Reading text:
====================

# mayocoba beans?



## TigerTail (Dec 22, 2002)

anybody experienced with them?

interesting link here, btw:http://classes.lls.edu/s2001/biolaw/beanpatent.html

and here:
http://www.law.duke.edu/journals/dlt...2dltr0008.html

should i x-post to 'digging'? i am primarily looking for recipes and ideas (tho' i'm saving some to plant- ooh, better watch out for the patent lawyers!







)

most recipes i'm seeing call for bacon etc, & i'm out. i know there're a lot of veggie moms with ideas, i'm sure.









searches are not getting me much farther than synonyms & 'good in salads & soups'. well, duh!

i need IDEAS, people. i am soaking right now!

suse


----------



## TigerTail (Dec 22, 2002)

ok, serial post, since no one else will :LOL (seriously, no one ever responds to my 'weird food' questions. am i really eating that much obscure food?)

====================

Point placement records:
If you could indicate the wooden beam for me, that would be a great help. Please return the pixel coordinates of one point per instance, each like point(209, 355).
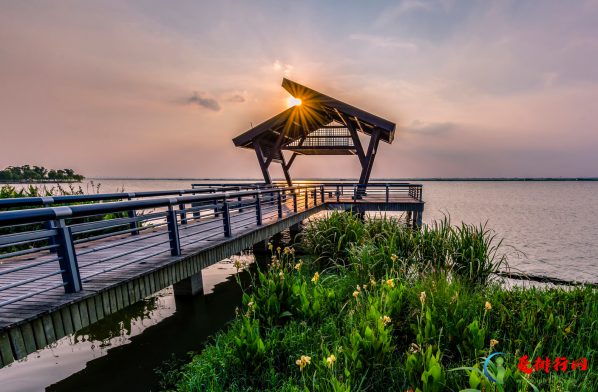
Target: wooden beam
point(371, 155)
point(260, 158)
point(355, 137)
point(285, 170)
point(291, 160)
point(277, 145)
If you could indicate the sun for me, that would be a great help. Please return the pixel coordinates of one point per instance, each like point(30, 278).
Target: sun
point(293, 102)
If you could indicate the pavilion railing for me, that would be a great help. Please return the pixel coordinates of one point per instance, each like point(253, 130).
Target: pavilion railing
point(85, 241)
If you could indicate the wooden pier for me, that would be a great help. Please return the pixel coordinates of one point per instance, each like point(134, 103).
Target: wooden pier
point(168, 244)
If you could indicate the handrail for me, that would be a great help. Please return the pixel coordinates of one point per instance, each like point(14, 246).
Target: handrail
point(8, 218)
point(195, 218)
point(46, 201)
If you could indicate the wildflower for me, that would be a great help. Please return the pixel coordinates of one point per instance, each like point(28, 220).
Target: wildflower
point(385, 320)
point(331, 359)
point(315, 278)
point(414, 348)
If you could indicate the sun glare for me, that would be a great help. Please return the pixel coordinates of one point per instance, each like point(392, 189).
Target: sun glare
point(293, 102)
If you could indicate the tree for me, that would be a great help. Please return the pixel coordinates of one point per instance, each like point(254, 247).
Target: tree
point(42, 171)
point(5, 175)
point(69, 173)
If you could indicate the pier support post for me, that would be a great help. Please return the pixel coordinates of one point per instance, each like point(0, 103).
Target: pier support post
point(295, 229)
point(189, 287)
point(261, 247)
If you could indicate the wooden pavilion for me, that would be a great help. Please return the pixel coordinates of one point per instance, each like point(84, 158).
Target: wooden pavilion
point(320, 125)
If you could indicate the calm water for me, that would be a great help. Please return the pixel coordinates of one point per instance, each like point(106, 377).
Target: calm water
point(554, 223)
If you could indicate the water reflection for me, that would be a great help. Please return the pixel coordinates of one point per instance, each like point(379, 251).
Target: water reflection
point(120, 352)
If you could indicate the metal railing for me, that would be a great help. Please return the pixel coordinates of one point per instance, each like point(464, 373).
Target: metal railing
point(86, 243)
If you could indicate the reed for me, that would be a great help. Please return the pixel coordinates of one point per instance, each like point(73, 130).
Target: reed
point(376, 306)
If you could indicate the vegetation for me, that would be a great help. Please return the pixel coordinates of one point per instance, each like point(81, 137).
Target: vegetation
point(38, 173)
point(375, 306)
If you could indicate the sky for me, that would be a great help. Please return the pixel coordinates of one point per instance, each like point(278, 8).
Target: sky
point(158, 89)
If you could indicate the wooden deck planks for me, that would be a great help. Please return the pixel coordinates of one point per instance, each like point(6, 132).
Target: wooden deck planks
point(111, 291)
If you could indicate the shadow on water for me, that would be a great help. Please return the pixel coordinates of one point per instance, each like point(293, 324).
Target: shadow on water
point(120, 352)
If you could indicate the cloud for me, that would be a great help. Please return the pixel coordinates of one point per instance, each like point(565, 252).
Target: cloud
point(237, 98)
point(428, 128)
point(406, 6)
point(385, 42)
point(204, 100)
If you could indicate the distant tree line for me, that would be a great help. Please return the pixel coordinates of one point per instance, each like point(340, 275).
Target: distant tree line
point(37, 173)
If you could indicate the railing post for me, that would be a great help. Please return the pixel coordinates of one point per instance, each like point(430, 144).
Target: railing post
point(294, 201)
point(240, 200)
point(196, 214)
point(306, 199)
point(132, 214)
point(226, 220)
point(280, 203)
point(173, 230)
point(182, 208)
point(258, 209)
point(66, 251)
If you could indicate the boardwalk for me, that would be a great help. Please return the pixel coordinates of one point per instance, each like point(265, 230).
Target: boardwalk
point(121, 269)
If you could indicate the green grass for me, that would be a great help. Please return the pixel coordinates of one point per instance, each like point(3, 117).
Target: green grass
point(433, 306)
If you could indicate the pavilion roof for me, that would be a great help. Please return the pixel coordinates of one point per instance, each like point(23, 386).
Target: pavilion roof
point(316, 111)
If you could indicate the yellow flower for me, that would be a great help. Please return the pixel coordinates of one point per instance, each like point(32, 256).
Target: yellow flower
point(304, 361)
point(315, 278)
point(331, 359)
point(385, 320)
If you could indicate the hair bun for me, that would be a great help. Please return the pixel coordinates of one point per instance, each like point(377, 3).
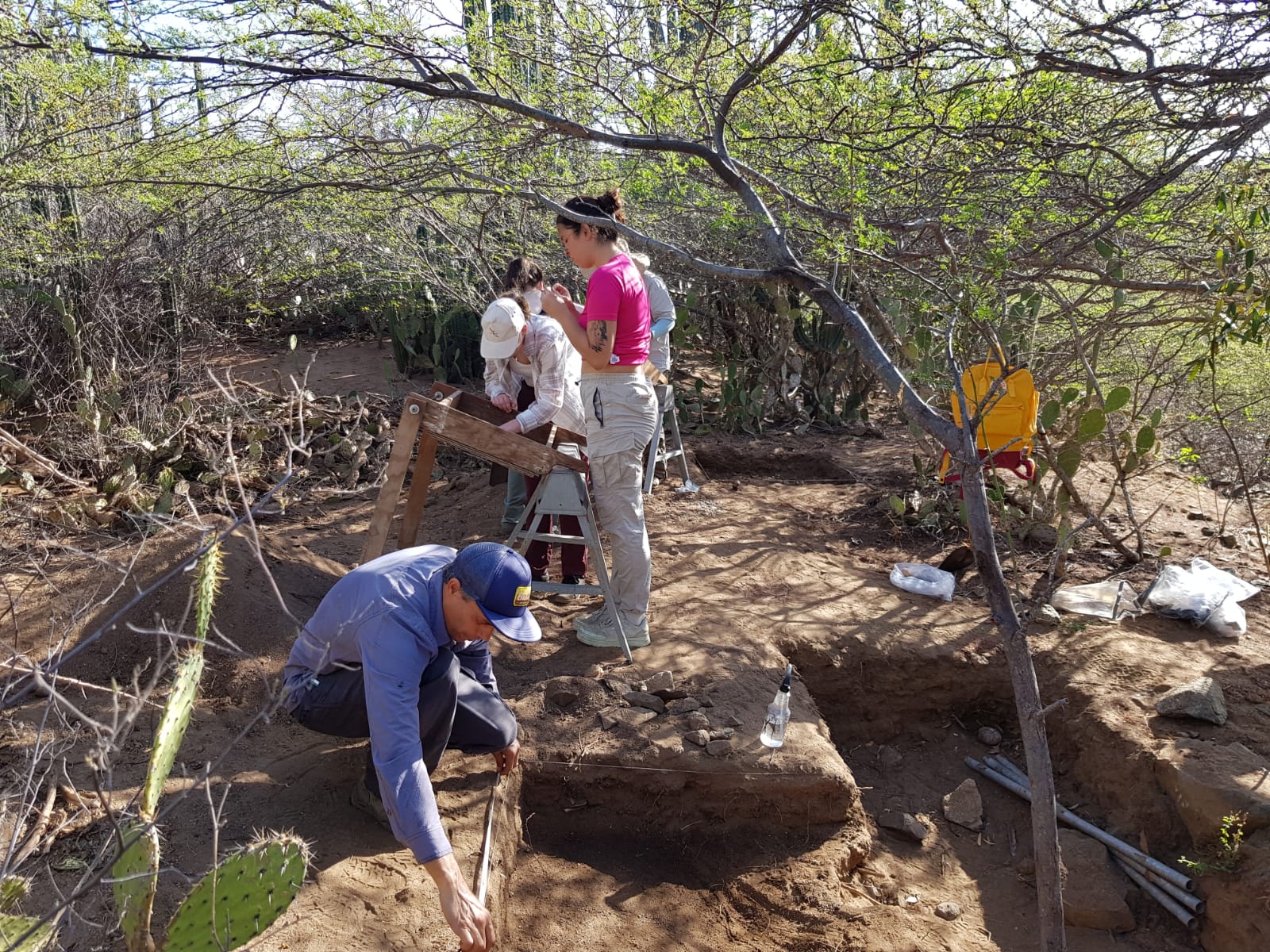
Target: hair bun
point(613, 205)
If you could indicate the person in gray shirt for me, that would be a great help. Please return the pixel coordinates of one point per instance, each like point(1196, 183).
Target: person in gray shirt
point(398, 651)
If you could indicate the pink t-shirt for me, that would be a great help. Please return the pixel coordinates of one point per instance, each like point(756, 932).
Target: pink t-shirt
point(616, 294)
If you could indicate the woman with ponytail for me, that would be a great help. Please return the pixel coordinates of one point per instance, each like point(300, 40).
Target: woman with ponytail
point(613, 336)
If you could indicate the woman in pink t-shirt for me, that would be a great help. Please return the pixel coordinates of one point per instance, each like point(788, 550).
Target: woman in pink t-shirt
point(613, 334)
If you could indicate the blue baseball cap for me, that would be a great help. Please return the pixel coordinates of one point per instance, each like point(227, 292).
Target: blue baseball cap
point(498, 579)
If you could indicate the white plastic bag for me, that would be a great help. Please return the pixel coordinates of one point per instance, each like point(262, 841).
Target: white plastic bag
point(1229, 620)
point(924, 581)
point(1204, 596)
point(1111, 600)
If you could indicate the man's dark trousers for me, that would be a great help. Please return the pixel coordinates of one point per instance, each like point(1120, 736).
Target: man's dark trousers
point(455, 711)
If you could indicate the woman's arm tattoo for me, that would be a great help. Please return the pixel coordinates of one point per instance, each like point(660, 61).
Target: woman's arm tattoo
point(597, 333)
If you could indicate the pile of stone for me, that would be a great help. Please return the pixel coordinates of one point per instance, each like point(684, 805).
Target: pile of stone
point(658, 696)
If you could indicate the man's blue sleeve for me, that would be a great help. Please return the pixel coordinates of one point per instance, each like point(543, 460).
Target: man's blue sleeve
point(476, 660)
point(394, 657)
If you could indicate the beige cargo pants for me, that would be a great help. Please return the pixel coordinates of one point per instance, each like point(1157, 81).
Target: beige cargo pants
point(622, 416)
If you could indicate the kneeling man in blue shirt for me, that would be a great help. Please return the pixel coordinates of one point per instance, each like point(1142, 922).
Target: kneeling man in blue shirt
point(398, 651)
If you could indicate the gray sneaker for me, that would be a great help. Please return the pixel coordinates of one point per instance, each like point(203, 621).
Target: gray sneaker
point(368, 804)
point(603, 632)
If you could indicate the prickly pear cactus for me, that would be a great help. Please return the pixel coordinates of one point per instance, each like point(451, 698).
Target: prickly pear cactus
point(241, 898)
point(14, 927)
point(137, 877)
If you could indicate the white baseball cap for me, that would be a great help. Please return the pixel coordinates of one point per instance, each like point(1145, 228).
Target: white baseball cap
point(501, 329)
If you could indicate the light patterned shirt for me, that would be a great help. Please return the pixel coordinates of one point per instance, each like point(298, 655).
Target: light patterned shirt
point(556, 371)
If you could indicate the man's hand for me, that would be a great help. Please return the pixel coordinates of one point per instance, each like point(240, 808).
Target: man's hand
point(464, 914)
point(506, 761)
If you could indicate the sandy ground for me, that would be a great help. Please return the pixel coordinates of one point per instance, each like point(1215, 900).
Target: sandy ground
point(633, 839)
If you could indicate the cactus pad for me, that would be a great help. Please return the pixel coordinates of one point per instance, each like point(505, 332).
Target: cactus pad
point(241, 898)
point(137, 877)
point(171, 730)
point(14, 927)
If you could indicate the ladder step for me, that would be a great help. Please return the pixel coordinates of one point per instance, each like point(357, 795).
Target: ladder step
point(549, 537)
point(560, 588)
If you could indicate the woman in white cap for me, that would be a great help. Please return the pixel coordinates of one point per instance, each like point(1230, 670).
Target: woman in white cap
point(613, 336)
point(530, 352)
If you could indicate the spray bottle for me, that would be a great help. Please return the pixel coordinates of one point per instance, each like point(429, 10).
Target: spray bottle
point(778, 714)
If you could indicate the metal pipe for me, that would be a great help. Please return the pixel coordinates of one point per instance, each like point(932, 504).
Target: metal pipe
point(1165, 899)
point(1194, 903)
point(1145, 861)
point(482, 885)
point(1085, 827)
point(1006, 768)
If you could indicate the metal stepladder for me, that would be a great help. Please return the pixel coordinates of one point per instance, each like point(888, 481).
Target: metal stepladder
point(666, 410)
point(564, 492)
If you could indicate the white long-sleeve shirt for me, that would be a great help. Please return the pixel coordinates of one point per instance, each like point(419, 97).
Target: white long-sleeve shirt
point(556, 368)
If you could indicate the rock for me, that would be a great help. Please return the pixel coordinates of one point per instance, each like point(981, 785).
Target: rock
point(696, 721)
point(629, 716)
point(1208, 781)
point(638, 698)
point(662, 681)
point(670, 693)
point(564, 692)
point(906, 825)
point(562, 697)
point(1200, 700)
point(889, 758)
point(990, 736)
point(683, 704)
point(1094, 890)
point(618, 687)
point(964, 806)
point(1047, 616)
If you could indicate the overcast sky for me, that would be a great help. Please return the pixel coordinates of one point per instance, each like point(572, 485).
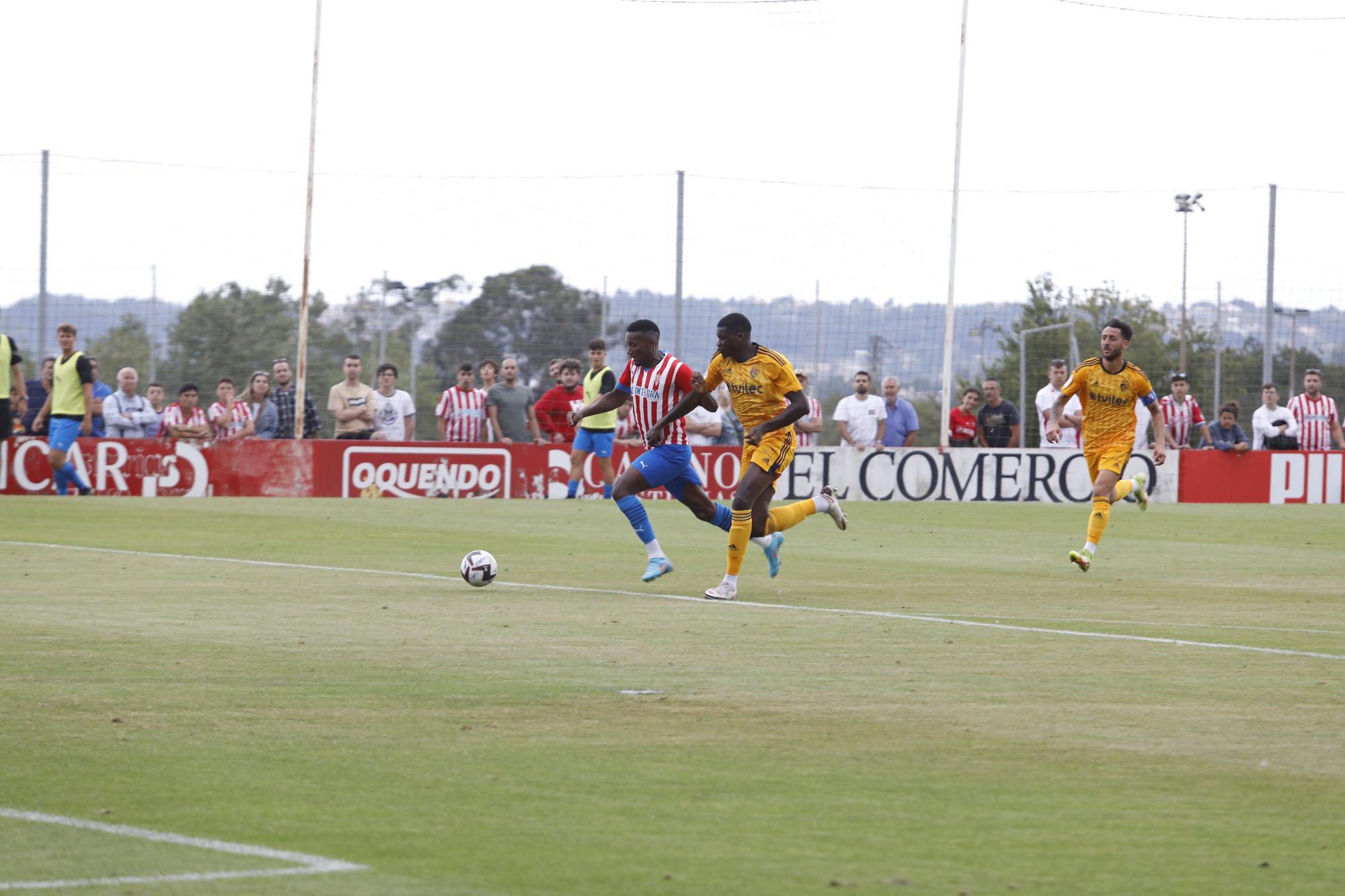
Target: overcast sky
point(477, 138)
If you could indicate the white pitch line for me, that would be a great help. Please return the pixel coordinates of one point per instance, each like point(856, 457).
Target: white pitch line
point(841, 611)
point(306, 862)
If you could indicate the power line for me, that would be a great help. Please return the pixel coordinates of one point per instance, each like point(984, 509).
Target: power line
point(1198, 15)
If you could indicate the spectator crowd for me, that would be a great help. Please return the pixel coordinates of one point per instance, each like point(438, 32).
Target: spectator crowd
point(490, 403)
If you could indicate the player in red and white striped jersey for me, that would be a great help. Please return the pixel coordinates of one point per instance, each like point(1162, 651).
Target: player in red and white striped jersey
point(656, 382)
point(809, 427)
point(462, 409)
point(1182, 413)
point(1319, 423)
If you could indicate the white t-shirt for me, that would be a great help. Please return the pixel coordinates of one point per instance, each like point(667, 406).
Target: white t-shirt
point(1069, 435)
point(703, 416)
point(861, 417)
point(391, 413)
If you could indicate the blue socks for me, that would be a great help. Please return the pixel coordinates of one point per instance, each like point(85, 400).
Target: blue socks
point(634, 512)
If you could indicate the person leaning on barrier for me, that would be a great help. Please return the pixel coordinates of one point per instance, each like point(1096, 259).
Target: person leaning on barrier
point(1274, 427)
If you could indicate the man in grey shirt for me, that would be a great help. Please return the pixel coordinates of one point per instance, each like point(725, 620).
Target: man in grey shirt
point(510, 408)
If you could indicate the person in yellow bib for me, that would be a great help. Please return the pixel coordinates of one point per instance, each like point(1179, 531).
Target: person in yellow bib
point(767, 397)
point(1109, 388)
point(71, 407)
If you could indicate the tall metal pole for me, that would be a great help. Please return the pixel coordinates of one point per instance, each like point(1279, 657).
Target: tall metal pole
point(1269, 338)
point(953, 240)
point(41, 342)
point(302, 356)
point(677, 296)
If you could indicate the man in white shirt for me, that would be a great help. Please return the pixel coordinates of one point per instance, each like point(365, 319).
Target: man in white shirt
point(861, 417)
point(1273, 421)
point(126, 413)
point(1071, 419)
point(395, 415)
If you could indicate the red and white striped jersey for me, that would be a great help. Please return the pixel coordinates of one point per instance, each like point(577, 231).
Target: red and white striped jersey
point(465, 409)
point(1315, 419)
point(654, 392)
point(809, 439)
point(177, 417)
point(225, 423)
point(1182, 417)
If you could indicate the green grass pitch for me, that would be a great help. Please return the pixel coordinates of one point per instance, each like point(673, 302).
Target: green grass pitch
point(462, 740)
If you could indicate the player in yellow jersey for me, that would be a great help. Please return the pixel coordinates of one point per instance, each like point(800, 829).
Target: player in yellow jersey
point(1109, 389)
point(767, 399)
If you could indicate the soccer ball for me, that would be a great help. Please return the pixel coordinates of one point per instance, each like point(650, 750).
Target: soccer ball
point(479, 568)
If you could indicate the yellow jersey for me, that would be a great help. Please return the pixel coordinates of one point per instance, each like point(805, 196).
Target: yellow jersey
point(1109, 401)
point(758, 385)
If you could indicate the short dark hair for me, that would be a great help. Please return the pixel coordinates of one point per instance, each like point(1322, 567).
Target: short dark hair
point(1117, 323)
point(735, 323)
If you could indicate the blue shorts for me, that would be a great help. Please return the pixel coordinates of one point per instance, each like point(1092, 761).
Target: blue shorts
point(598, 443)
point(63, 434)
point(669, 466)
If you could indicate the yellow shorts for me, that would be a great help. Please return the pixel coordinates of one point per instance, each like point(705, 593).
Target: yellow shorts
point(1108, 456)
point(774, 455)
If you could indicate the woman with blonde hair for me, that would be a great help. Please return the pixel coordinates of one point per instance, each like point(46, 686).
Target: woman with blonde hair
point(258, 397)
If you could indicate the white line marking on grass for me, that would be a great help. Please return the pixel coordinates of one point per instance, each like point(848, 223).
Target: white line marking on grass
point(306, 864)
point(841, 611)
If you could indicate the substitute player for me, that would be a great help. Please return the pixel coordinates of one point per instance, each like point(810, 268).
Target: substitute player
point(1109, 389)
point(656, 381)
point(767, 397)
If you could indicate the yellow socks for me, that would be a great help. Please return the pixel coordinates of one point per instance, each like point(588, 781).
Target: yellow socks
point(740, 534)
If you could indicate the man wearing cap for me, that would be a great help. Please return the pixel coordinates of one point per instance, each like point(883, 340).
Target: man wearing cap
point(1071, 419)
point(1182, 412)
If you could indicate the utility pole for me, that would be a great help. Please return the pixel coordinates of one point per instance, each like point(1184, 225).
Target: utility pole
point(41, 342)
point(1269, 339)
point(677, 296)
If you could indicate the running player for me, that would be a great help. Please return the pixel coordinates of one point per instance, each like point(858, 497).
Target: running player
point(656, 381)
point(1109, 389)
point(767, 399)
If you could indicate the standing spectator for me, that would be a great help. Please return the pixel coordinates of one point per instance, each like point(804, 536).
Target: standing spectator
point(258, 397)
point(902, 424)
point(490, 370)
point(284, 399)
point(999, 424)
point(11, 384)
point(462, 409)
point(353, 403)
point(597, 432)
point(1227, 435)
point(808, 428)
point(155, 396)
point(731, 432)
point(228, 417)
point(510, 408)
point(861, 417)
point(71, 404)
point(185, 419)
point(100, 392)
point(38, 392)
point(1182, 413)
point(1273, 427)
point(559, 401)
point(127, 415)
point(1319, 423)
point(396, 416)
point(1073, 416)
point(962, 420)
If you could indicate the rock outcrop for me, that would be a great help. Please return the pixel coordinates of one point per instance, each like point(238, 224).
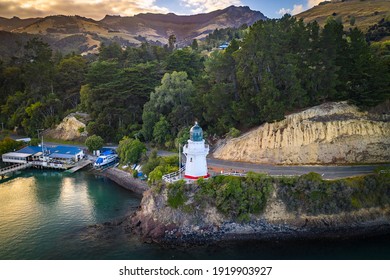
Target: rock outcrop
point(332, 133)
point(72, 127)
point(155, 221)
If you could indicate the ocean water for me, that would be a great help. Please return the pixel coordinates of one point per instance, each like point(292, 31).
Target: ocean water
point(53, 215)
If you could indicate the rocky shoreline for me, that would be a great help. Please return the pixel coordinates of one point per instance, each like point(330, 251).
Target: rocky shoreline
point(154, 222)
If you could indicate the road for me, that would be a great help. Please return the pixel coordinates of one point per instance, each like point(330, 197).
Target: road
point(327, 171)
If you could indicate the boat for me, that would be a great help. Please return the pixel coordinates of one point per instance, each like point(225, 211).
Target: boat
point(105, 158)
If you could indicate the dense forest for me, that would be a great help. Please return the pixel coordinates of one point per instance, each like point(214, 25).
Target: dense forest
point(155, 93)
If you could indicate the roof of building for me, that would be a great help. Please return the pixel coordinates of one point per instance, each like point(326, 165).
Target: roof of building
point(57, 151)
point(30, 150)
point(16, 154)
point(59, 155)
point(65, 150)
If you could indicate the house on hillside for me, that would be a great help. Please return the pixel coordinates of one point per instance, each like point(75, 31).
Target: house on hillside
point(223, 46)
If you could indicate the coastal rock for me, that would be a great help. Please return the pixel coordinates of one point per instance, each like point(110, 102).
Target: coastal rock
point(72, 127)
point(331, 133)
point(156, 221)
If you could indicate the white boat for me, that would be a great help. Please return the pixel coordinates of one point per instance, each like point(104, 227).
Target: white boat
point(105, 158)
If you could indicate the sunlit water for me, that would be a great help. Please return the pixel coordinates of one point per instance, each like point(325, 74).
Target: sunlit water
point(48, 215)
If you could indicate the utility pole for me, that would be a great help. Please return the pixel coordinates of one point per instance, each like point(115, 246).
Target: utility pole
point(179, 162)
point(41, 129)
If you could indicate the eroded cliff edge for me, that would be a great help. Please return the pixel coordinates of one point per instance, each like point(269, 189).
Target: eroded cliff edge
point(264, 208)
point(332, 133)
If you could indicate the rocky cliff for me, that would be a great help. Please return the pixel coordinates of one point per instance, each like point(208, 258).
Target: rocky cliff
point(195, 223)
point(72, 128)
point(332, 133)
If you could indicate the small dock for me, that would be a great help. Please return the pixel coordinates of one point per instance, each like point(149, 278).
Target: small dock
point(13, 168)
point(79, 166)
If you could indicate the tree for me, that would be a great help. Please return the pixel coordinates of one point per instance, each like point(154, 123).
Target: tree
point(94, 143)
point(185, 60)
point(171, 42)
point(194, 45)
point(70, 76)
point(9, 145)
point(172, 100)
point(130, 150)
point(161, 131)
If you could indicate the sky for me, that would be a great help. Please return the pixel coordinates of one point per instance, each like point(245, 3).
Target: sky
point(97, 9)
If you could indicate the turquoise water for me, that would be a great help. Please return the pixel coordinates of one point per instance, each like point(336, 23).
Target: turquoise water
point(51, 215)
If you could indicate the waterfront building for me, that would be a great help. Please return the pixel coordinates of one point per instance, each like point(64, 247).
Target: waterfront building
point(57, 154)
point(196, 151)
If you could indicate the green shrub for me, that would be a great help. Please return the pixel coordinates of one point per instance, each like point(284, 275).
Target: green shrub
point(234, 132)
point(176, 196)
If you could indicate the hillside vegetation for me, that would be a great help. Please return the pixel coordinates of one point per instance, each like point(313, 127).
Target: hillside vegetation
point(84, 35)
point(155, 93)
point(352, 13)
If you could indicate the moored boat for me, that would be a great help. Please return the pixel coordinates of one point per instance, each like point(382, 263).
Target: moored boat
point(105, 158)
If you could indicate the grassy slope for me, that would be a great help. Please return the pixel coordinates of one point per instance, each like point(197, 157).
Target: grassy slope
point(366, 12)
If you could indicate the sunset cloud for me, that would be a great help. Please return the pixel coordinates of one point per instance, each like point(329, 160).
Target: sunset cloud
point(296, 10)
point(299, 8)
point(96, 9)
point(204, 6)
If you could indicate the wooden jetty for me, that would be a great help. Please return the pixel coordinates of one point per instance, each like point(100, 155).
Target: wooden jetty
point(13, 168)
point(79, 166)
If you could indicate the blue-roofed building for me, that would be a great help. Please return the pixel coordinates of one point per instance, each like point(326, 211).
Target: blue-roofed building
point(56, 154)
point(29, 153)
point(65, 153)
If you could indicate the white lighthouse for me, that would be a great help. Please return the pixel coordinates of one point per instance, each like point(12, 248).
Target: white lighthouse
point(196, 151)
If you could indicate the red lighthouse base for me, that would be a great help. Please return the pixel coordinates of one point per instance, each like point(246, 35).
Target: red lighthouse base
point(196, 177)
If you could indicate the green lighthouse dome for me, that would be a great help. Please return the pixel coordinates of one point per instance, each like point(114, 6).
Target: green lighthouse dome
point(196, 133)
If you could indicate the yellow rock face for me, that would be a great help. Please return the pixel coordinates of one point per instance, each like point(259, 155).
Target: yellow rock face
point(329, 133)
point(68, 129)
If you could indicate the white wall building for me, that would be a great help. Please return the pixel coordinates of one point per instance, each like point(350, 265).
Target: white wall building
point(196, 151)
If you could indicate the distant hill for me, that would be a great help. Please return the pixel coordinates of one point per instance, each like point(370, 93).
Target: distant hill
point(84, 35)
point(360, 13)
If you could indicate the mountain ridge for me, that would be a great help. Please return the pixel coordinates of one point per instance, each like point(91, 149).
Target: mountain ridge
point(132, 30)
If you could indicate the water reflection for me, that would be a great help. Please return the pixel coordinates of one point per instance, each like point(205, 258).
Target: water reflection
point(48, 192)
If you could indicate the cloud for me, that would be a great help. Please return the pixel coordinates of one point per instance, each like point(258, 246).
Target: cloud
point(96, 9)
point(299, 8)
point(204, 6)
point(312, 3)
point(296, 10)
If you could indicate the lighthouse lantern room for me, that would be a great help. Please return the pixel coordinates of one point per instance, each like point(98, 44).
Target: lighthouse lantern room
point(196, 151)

====================

Task prompt: Transcribe everything from "# mayocoba beans?" down to "the patent lawyers!" in the mayocoba beans thread above.

Exercise response:
# mayocoba beans?



## TigerTail (Dec 22, 2002)

anybody experienced with them?

interesting link here, btw:http://classes.lls.edu/s2001/biolaw/beanpatent.html

and here:
http://www.law.duke.edu/journals/dlt...2dltr0008.html

should i x-post to 'digging'? i am primarily looking for recipes and ideas (tho' i'm saving some to plant- ooh, better watch out for the patent lawyers!